In the entries below, find the lines with the word "rider" and copy them.

INPUT DATA:
Start of Block
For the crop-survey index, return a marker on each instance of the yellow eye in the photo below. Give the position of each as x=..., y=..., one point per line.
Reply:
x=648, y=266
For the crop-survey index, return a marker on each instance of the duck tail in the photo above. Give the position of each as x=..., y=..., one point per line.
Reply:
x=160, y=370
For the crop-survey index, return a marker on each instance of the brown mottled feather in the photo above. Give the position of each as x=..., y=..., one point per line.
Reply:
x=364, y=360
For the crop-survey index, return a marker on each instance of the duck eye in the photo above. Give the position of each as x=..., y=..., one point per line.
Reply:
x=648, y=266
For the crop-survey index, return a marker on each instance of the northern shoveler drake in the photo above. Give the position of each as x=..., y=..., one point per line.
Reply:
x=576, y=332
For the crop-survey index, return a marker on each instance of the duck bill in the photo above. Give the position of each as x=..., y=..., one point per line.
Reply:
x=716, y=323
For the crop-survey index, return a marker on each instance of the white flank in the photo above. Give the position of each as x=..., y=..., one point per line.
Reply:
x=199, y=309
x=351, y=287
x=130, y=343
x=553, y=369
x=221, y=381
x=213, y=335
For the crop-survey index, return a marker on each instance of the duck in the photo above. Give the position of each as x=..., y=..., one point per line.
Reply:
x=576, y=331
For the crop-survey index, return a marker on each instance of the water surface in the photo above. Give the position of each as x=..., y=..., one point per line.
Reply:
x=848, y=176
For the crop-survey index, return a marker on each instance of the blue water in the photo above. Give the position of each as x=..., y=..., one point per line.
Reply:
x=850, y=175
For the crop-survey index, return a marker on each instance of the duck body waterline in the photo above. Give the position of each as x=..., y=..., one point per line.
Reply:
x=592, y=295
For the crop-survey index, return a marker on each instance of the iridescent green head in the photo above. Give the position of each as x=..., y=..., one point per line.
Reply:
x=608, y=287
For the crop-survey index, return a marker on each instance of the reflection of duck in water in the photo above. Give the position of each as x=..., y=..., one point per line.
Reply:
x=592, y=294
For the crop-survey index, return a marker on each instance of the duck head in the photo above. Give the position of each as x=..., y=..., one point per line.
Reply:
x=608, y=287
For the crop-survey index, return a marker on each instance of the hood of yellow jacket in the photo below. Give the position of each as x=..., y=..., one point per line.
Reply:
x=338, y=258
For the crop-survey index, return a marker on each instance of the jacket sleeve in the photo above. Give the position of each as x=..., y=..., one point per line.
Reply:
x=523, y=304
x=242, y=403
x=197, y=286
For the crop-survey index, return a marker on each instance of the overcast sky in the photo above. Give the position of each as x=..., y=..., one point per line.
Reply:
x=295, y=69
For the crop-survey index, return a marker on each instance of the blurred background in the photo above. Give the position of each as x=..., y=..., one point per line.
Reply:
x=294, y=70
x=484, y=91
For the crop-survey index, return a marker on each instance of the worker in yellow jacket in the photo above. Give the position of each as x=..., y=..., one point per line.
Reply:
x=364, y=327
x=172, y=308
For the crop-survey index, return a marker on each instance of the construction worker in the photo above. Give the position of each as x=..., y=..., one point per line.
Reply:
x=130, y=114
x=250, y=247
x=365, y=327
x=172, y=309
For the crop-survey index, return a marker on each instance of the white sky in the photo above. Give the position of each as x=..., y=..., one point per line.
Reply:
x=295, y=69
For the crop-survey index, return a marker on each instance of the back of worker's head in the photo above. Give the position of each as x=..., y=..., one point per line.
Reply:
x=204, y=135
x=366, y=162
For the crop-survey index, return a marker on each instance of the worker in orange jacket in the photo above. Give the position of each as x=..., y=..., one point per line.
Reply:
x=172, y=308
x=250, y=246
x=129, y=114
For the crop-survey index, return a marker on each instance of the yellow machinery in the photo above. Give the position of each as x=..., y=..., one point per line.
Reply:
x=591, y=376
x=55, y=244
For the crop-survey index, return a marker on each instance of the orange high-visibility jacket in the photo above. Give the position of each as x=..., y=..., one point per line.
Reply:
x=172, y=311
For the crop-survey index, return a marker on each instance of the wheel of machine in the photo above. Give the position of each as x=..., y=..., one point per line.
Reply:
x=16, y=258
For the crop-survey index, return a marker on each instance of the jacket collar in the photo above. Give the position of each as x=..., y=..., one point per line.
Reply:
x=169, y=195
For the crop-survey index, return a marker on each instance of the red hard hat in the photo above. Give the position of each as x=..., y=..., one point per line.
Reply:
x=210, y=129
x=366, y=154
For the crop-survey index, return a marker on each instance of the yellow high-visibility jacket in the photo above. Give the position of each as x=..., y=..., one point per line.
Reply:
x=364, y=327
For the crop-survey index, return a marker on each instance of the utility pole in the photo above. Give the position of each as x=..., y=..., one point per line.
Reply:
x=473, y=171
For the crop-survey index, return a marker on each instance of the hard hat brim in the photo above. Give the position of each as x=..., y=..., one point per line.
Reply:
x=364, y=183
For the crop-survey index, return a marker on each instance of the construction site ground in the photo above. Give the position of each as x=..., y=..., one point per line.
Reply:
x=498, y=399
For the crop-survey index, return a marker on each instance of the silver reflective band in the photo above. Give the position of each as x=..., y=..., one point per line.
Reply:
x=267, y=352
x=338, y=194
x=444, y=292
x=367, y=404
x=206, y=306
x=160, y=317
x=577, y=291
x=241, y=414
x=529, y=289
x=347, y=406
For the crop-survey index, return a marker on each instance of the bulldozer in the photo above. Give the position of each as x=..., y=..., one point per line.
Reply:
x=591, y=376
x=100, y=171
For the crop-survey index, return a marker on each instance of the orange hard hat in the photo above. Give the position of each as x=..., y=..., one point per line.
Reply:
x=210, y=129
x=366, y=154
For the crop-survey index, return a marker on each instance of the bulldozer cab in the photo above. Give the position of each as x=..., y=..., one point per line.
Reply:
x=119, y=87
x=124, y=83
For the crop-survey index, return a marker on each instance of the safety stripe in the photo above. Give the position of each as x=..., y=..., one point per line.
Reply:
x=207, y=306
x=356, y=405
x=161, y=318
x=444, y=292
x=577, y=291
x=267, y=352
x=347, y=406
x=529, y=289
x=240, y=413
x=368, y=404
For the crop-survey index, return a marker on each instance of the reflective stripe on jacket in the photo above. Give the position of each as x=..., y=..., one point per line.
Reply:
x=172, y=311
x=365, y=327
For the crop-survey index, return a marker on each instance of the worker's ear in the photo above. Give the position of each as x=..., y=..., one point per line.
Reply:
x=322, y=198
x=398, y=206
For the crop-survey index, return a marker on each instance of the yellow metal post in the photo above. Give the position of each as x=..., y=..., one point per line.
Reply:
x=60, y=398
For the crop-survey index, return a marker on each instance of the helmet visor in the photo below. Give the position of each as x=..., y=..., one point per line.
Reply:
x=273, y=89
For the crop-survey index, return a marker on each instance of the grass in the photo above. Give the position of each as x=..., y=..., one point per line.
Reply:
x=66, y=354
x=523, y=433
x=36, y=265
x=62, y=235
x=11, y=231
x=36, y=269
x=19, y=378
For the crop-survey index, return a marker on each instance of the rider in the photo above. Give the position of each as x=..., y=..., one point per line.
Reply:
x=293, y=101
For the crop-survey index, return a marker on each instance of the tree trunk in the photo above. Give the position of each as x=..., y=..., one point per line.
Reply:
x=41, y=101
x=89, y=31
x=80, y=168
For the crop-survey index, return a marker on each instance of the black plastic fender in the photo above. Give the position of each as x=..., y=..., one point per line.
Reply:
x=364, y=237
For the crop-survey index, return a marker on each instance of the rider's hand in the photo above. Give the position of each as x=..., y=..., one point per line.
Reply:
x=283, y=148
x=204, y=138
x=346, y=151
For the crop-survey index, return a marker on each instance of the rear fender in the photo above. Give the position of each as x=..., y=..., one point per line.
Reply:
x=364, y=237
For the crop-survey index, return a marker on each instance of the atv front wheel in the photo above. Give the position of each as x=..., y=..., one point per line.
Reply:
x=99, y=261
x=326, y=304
End of Block
SOLUTION:
For the crop-survey index, return a marker on each instance of the rider in the photo above. Give the position of each as x=..., y=..., one point per line.
For the crop-survey index, return a marker on each instance of the rider's hand in the photo above. Give the position of each as x=..., y=..., one point per line.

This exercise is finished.